→ **AIM OF THE EXERCISE**:
Restate all of the entries exactly, dropping any pictures they hold.

[Opening AVAILABLE DATA section]

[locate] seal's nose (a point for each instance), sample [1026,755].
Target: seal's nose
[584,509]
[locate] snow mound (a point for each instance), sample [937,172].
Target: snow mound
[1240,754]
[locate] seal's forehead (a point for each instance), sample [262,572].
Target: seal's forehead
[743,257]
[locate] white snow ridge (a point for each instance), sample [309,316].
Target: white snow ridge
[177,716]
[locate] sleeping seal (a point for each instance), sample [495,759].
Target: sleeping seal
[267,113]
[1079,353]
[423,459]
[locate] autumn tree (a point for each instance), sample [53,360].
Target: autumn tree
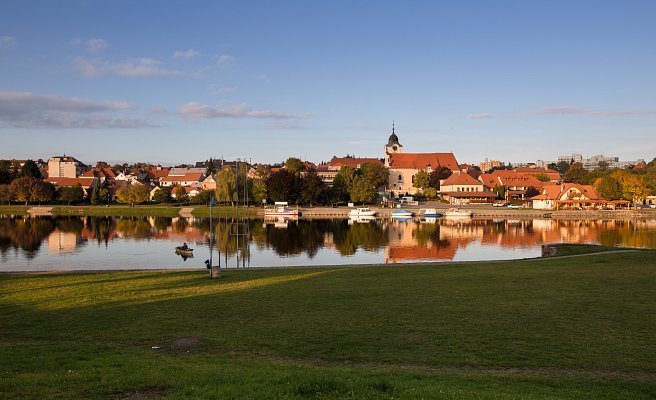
[421,180]
[575,174]
[71,194]
[226,183]
[376,174]
[30,169]
[295,166]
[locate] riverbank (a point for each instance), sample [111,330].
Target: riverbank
[552,328]
[479,211]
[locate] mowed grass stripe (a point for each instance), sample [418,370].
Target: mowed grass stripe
[574,325]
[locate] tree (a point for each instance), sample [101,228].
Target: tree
[30,169]
[362,191]
[531,192]
[313,189]
[6,175]
[5,194]
[421,180]
[210,168]
[608,188]
[281,186]
[21,187]
[575,174]
[42,192]
[376,174]
[162,196]
[226,182]
[71,194]
[562,167]
[100,193]
[438,174]
[295,165]
[180,194]
[542,177]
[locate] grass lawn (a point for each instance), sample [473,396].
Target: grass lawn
[565,328]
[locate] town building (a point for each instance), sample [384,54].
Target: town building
[65,167]
[404,166]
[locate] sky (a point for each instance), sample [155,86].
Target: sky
[175,82]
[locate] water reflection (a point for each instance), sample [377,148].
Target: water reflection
[257,242]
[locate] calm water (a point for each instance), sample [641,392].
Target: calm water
[93,243]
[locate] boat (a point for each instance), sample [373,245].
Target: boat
[457,213]
[281,210]
[430,213]
[401,214]
[362,212]
[361,219]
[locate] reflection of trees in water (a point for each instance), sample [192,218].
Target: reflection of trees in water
[162,223]
[70,224]
[134,227]
[101,228]
[26,234]
[429,233]
[348,238]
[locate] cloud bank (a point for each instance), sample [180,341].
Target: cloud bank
[28,110]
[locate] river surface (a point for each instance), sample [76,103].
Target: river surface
[112,243]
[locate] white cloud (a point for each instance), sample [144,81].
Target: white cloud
[196,111]
[28,110]
[95,45]
[480,115]
[191,53]
[142,68]
[224,59]
[7,41]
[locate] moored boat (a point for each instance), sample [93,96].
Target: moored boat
[362,212]
[457,213]
[401,214]
[430,213]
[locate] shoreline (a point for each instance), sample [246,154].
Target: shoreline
[479,211]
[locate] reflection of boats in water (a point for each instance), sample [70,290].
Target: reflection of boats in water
[401,214]
[430,213]
[457,213]
[362,212]
[361,219]
[184,252]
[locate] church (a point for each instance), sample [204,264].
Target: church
[404,166]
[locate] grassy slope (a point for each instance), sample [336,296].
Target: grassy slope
[560,328]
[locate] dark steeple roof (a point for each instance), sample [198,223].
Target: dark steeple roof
[393,138]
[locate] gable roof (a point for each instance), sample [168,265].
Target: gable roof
[352,162]
[460,179]
[423,160]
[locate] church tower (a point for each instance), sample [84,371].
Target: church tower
[392,146]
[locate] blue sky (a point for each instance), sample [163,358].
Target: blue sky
[173,82]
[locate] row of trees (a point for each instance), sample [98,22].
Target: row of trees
[616,184]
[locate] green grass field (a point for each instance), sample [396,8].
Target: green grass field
[565,328]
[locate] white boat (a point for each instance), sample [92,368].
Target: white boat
[401,214]
[282,212]
[457,213]
[430,213]
[362,212]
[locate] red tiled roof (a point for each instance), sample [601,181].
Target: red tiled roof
[352,162]
[422,160]
[460,179]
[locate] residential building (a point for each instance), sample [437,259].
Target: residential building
[65,167]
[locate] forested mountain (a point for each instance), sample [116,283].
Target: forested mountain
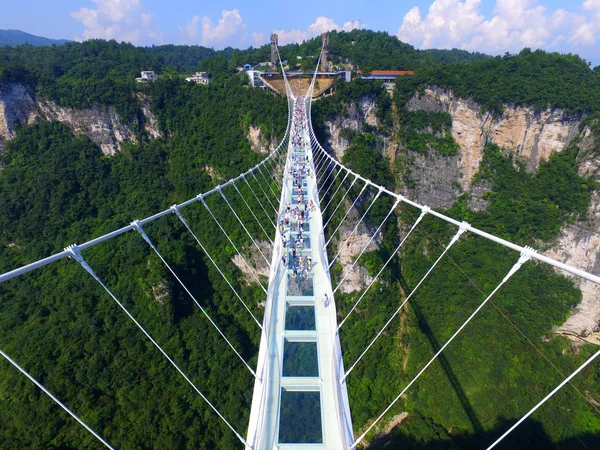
[57,188]
[18,37]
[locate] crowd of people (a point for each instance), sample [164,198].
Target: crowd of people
[294,221]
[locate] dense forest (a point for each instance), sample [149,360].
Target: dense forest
[57,188]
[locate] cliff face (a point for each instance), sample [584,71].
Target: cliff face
[258,142]
[16,107]
[530,134]
[359,113]
[101,123]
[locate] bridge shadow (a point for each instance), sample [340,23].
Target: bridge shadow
[452,378]
[420,433]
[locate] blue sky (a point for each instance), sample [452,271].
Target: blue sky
[490,26]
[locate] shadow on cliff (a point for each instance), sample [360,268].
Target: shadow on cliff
[530,435]
[448,371]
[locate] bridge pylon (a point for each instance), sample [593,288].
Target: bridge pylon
[299,400]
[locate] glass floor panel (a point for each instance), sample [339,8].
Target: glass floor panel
[300,418]
[300,286]
[300,318]
[300,359]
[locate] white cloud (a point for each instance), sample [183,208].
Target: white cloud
[319,26]
[122,20]
[258,39]
[514,24]
[227,30]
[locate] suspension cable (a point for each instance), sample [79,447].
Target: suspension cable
[57,401]
[355,227]
[414,226]
[324,183]
[331,184]
[463,228]
[275,195]
[541,402]
[139,229]
[252,271]
[259,202]
[264,193]
[526,256]
[176,211]
[252,212]
[335,193]
[244,226]
[340,202]
[367,245]
[74,253]
[346,215]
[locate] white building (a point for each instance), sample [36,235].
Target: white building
[199,77]
[147,76]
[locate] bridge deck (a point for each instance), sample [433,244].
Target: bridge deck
[298,403]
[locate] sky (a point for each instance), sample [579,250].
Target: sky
[488,26]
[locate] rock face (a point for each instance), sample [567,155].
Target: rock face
[258,141]
[435,180]
[532,134]
[16,107]
[358,113]
[431,179]
[101,123]
[579,246]
[350,246]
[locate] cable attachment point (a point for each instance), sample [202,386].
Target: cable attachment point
[138,227]
[75,253]
[526,254]
[175,210]
[463,227]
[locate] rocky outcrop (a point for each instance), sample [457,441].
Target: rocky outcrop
[579,245]
[530,133]
[150,121]
[101,123]
[431,179]
[349,247]
[363,111]
[252,264]
[258,141]
[16,108]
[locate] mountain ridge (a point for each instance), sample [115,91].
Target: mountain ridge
[13,38]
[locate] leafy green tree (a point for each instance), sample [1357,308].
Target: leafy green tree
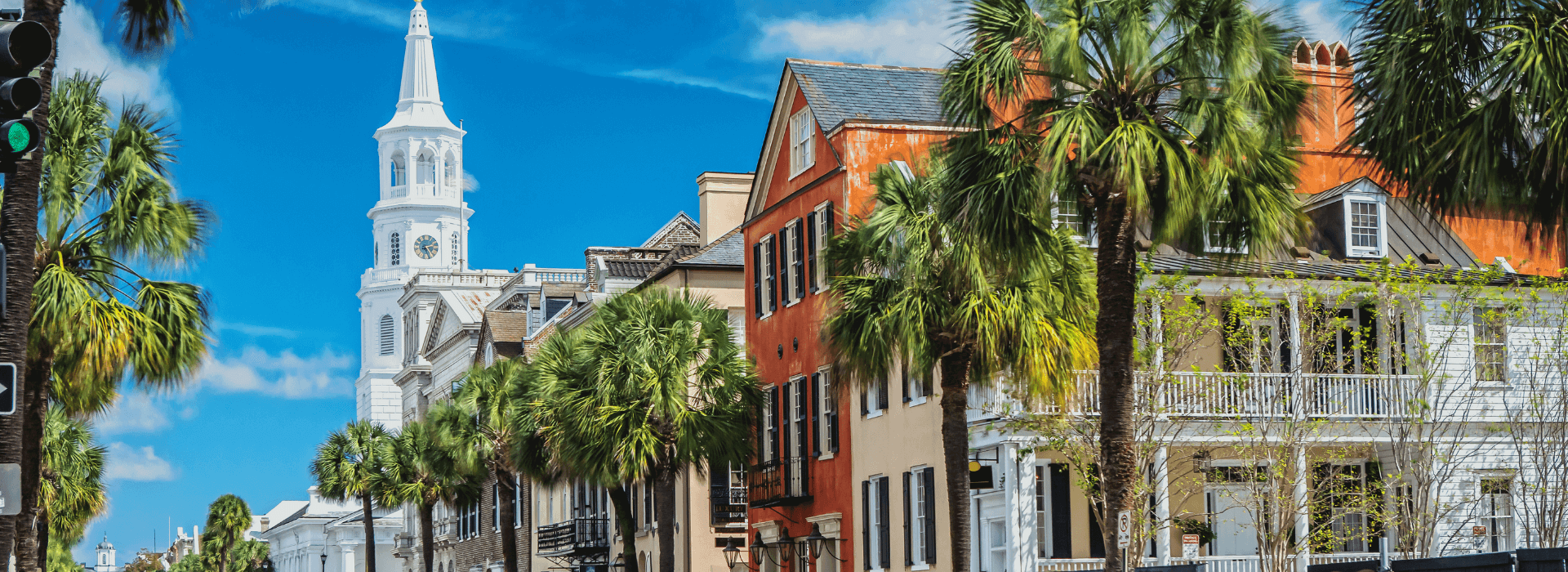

[Closing AVAILABLE DATA section]

→ **RESPONSE TO THE TASK**:
[locate] seal's nose (a point for each instance), sample [1026,755].
Target: seal's nose
[584,509]
[locate] snow mound (a point for each instance), sample [937,172].
Target: snow mound
[1240,754]
[locate] seal's forehead (a point for each instance), sample [262,572].
Target: seal's forehead
[743,257]
[locate] white snow ridge (a point for each instance), sample [309,316].
Target: white snow ridge
[177,716]
[locate] sleeping seal (a point for each instance), sample [495,759].
Target: sleeping seal
[267,113]
[1079,353]
[423,459]
[locate] autumn tree (a point for each instance), sample [53,360].
Target: autumn tree
[421,180]
[575,174]
[71,194]
[226,183]
[376,174]
[30,169]
[295,166]
[locate] riverbank (a point for each instance), sample [111,330].
Target: riverbank
[552,328]
[479,211]
[locate] mowed grass stripe (a point for each instance), sample [418,370].
Target: mowed grass stripe
[574,325]
[locate] tree (a point for each instance), sample [101,228].
Target: tree
[30,169]
[362,191]
[531,192]
[313,189]
[6,175]
[5,194]
[421,180]
[210,168]
[608,188]
[281,186]
[21,187]
[575,174]
[42,192]
[376,174]
[162,196]
[226,182]
[71,194]
[562,167]
[100,193]
[438,174]
[295,165]
[180,194]
[542,177]
[locate] grass lawn (a point for each instance), sample [473,396].
Target: grass lawn
[565,328]
[locate] town building (a point for each instance), sample [384,54].
Target: town building
[65,167]
[404,166]
[locate] sky (a point for each instance), sample [155,86].
Target: sky
[175,82]
[locate] water reflection (a point for each instance), sample [377,148].
Target: water reflection
[257,242]
[locate] calm water (a point for each instance), sample [641,392].
Target: calm water
[93,243]
[locate] boat (a point for each instance), sample [373,245].
Target: boat
[457,213]
[281,210]
[430,213]
[401,214]
[362,212]
[361,219]
[locate] reflection of trees in water (a point for each instance), sample [192,218].
Target: reflection of trees in water
[162,223]
[70,224]
[134,227]
[101,228]
[26,234]
[429,233]
[348,238]
[locate] cloud bank (a point for each instance), sample [180,341].
Target: cloud bank
[28,110]
[locate] river surface (a point for each instance), sample [76,103].
Target: river surface
[112,243]
[locate] white cloud (a point for each instance), sample [144,81].
Target: white cloud
[196,111]
[28,110]
[95,45]
[480,115]
[191,53]
[142,68]
[224,59]
[7,41]
[locate] moored boat (a point for each instance), sample [93,96].
Target: moored boat
[362,212]
[457,213]
[401,214]
[430,213]
[locate] shoreline (a point for each instance), sample [246,154].
Target: shoreline
[479,211]
[locate] reflection of boats in water (a point for each instance), sample [70,290].
Target: reflection of boats in water
[401,214]
[430,213]
[457,213]
[362,212]
[361,219]
[184,252]
[locate] church (a point for each instance), sample [204,264].
Target: church
[404,166]
[locate] grassy slope (a point for each instance), sample [336,296].
Target: grassy slope
[560,328]
[locate] dark steeple roof (a point for each instance), sample [198,223].
Target: dark steeple roof
[393,138]
[locate] gable roof (a point for each instance), sample [168,265].
Target: gable roof
[352,162]
[460,179]
[423,160]
[locate] church tower (a point for each instance), sample [84,371].
Target: church tower
[392,146]
[locate] blue sky (a point for each instance), sample [163,358].
Target: blue sky
[173,82]
[locate] row of trees (a point for each instance), sample [98,22].
Target: row of trees
[616,184]
[locate] green grass field (a point for each instance), sample [396,8].
Target: green grass field
[565,328]
[locate] white boat (a point for each instance), sample [92,368].
Target: white boat
[401,214]
[282,212]
[457,213]
[430,213]
[362,212]
[locate] red tiled roof (a point for each instance), sample [601,181].
Target: red tiled roof
[352,162]
[422,160]
[460,179]
[locate] residential building (a point for each instance), sample [437,259].
Target: residential building
[65,167]
[locate] forested mountain (a point for each instance), sample [116,283].
Target: forested mountain
[57,188]
[18,37]
[locate] crowd of people (a point for each instance), sample [164,198].
Target: crowd of people
[294,221]
[locate] dense forest (a point for each instance), sample [149,360].
Target: dense forest
[57,188]
[locate] cliff face (a point for each instance), sample [584,71].
Target: cliff face
[258,142]
[16,107]
[530,134]
[359,113]
[101,123]
[locate] bridge shadow (a point for each instance), sample [340,23].
Target: bridge shadow
[452,378]
[420,433]
[locate] blue sky (a point for each instance), sample [452,271].
Target: blue sky
[490,26]
[locate] shadow on cliff (a point for each instance), sample [360,268].
Target: shadow on cliff
[530,435]
[448,371]
[locate] bridge pylon (a point for each instance), sample [593,288].
Target: bridge pylon
[299,400]
[locate] glass floor panel (a point for each instance), sample [339,8].
Target: glass floor panel
[300,418]
[300,286]
[300,318]
[300,359]
[locate] white cloud (a point for each instance), sample [183,208].
Target: white cloud
[319,26]
[122,20]
[258,39]
[514,24]
[227,30]
[locate] suspension cable (a point for each instance), sample [79,447].
Target: suspension cable
[57,401]
[355,227]
[414,226]
[324,183]
[331,184]
[463,228]
[275,195]
[541,402]
[139,229]
[252,271]
[259,202]
[264,193]
[526,256]
[176,211]
[252,212]
[335,193]
[244,226]
[340,202]
[367,245]
[74,253]
[346,215]
[locate] white building (a point for each instance), sample [36,235].
Target: white building
[199,77]
[147,76]
[locate] bridge deck (a point for each instance), sample [433,244].
Target: bridge deck
[298,403]
[locate] sky (a point for each instance), sample [579,250].
Target: sky
[488,26]
[locate] rock face (a point for each instance), sample [567,155].
Target: rock face
[258,141]
[435,180]
[532,134]
[16,107]
[358,113]
[431,179]
[101,123]
[579,246]
[350,246]
[locate] cable attachment point (a point for each instance), sample [202,386].
Target: cable attachment point
[138,227]
[75,253]
[526,254]
[175,210]
[463,227]
[locate] rocky outcrop (a point for each instance), sample [457,441].
Target: rocky outcrop
[579,245]
[530,133]
[150,121]
[101,123]
[431,179]
[349,247]
[363,111]
[252,264]
[258,141]
[16,108]
[locate] mountain ridge (a point for each instance), sample [115,91].
Target: mountain ridge
[13,38]
[locate] leafy green tree (a point for each instance), sample [1357,308].
Target: leafy green tree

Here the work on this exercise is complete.